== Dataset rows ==
────────

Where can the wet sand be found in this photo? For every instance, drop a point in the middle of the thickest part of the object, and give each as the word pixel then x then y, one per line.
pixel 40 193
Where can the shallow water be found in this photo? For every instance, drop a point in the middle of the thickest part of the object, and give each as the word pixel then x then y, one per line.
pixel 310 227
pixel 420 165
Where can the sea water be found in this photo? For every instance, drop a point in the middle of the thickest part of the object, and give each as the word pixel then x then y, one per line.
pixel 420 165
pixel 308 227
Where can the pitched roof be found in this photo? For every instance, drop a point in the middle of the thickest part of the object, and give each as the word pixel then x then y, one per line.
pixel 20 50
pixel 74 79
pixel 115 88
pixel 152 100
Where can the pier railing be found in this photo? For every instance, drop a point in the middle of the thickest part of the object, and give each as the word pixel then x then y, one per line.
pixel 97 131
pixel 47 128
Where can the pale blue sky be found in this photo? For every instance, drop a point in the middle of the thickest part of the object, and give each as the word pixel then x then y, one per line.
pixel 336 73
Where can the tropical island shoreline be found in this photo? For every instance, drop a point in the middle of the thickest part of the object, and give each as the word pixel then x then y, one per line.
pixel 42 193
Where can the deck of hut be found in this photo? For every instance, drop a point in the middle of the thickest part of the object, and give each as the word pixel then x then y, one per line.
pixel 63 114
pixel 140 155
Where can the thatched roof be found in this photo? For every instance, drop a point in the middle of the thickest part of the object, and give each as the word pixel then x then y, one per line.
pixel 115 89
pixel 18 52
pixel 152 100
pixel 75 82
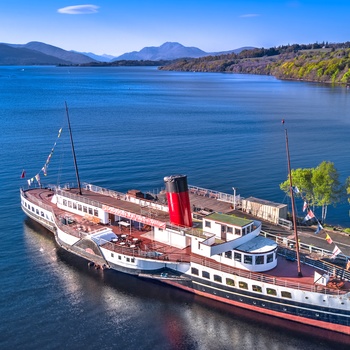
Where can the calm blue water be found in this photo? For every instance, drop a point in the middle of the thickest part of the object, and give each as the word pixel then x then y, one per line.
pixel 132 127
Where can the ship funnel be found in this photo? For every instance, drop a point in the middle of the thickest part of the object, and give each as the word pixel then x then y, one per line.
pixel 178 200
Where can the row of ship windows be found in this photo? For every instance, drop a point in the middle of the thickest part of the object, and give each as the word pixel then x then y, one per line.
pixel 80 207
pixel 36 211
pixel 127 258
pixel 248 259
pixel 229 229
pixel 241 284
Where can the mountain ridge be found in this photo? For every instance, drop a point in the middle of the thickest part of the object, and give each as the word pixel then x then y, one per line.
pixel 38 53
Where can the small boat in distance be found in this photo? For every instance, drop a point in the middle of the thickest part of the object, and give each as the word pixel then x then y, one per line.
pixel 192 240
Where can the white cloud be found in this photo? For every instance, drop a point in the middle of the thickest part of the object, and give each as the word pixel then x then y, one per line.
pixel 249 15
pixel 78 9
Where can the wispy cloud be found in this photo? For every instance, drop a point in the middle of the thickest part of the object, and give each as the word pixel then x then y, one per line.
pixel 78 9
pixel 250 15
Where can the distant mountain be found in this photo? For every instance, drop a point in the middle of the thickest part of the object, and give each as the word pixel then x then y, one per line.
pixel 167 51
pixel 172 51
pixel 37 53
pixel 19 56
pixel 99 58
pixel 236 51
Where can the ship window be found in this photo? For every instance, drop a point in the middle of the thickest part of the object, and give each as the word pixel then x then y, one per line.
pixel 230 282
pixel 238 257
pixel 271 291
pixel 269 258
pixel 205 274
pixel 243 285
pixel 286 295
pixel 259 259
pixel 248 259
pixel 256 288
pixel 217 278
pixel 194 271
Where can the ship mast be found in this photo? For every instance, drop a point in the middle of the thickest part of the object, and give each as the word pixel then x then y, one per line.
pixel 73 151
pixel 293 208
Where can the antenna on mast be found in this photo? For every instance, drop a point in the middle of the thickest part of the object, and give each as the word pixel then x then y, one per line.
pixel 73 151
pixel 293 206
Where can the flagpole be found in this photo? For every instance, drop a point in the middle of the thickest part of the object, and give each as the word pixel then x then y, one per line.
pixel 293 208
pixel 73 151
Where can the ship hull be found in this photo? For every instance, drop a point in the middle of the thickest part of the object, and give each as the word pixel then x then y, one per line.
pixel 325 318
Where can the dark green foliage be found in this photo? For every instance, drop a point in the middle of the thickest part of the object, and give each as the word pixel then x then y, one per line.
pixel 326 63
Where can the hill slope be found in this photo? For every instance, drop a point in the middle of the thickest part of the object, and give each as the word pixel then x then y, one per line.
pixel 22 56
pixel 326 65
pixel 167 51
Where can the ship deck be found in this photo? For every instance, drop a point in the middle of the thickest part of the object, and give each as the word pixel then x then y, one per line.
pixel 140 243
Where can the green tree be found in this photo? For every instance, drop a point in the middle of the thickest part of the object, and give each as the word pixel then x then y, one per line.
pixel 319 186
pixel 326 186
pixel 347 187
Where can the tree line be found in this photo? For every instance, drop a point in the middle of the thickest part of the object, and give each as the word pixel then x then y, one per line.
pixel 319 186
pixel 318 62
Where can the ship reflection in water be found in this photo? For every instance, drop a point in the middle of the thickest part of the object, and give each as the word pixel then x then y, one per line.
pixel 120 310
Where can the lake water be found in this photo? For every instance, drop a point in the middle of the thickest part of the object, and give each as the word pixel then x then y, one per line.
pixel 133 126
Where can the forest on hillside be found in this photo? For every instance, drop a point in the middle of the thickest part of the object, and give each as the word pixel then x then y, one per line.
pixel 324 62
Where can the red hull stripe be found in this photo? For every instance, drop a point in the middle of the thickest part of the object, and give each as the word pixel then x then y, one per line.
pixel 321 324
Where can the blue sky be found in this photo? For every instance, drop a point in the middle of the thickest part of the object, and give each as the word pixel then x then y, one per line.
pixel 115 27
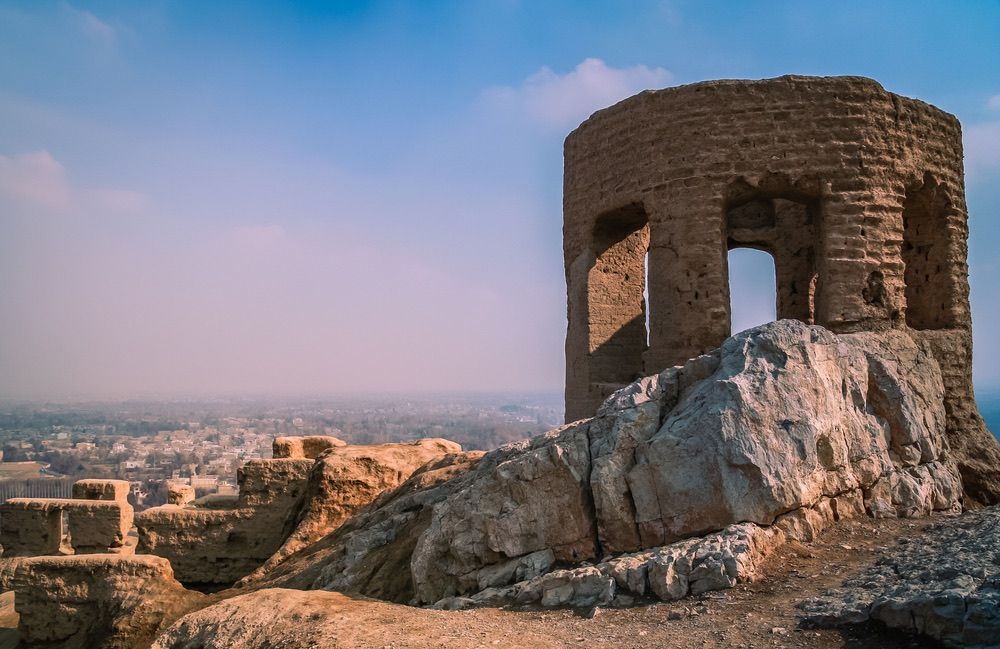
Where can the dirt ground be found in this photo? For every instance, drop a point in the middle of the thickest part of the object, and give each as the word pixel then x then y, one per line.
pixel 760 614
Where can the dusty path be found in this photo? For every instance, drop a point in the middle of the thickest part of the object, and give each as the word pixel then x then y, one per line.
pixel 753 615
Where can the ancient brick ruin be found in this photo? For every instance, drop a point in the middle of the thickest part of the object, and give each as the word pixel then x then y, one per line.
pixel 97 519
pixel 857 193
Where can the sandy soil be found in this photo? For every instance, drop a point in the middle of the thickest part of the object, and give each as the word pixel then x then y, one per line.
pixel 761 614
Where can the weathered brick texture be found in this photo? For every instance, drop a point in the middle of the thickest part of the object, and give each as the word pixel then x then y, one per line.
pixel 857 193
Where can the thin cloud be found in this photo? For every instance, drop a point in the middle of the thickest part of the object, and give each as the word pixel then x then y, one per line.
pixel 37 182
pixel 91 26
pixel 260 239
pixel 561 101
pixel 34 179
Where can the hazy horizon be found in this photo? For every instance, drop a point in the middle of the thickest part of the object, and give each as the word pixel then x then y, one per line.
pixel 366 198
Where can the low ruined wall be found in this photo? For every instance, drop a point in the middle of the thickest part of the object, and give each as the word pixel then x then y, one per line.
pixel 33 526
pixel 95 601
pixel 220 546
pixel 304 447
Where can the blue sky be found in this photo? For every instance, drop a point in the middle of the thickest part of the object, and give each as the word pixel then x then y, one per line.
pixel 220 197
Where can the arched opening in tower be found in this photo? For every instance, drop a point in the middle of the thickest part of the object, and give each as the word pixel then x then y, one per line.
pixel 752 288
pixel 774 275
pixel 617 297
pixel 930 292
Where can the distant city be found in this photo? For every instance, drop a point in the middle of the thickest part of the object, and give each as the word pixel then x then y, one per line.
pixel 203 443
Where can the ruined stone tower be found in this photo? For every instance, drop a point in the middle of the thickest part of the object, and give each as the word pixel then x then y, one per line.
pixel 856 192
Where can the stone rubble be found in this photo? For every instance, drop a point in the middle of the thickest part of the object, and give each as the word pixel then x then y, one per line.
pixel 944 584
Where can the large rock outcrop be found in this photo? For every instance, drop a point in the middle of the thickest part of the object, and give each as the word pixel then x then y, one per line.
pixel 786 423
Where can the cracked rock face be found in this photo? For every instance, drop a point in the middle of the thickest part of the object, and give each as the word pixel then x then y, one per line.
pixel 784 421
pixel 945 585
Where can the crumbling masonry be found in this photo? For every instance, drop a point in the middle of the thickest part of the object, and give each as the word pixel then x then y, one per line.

────────

== Work instructions ==
Render the lines of the items above as a Markdown table, from the line containing "Where can the lake" through the line containing "pixel 133 126", both included. Use the columns Row and Text, and omit any blank lines.

== In response ==
| Row | Text |
|---|---|
| 1 | Where can the lake water be found in this photo? For every instance, drop a point in the middle of the thickest part of the object, and give each as the word pixel then x then y, one per line. |
| 2 | pixel 133 126 |